* _Exercise passage_:
****
An Australian woman is close to becoming a real-life Charlie’s Angel, after the COVID-19 pandemic turned her career in the beauty industry on its head.
Grace, who didn’t want to disclose her last name due to the nature of her work, was forced to find a new passion when constant lockdowns and harsh restrictions halted her beauty therapy business.
Having extra time on her hands, her knack for problem solving, willingness to help others and determination to try something new inspired Grace to pursue a career as a private investigator (PI).
While she has always been intrigued by mystery, Grace told news.com.au that it was the case of missing 18-year-old backpacker Theo Hayez that drew her towards the PI world.
“Theo went missing in Byron and it has been a really fascinating case with a lot of mystery. Just having the ability to investigate as a local sparked interest,” she said.
The young Belgian tourist, who was in Australia on a six-month holiday, disappeared after a night out on May 31, 2019.
Reports suggest an allegedly intoxicated Theo was kicked out of Cheeky Monkeys bar, before CCTV footage captured him walking alone before disappearing from the frame, never to be seen again.
Months later, mobile data recovered from Theo’s phone revealed the tourist followed a disorderly route before falling off the grid.
Theo’s body has never been found and while police believe he may have drowned, his family are holding on to hope that he may still be alive.
The desire to give answers to the loved ones of missing people is what fuels Grace’s passion in her new venture.
“It’s about caring for people and giving them something they need, but don’t have yet which is often closure or whatever you can provide,” she said.
Grace is currently enrolled in a Certificate III in Investigative Services at the Professional Investigators College of Australasia (PICA). When she graduates, she will be able to apply for a full PI license.
Gregory Lamey is a workplace investigator as well as the founder and CEO of PICA. He said more than 350 students are enrolled in the Cert III course nationwide, which involves 16 units of study.
Lamey told news.com.au that there is more to being a private investigator than what is depicted in movies or portrayed in the media.
“The traditional view of an investigator is simply someone who follows around cheating partners or tries to catch out dodgy WorkCover claimants or perhaps drives a red Ferrari like Magnum,” Lamey said.
“This is still the case, they are called surveillance investigators, but a modern investigator has a wide range of duties across many different industries. For example, investigators work in government, private companies and privately for clients.”
****
Extracted data entries:
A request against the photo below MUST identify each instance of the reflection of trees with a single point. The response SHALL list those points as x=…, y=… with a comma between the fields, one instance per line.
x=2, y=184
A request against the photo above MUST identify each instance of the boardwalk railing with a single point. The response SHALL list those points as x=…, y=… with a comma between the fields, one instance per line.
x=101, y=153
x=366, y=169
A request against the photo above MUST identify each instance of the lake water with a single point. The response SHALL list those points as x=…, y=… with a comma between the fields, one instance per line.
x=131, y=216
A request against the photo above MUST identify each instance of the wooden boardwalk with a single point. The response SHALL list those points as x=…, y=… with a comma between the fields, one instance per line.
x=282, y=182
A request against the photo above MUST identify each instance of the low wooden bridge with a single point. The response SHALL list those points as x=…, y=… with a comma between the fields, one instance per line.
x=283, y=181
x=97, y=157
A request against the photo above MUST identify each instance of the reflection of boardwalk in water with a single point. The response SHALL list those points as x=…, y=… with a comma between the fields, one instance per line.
****
* _Actions to take_:
1 > In the private investigator article, how many students are enrolled in the Cert III course nationwide?
2 > From the private investigator article, extract everything from "Grace is currently" down to "in the media.".

* _Answers given_:
1 > More than 350 students.

2 >
Grace is currently enrolled in a Certificate III in Investigative Services at the Professional Investigators College of Australasia (PICA). When she graduates, she will be able to apply for a full PI license.
Gregory Lamey is a workplace investigator as well as the founder and CEO of PICA. He said more than 350 students are enrolled in the Cert III course nationwide, which involves 16 units of study.
Lamey told news.com.au that there is more to being a private investigator than what is depicted in movies or portrayed in the media.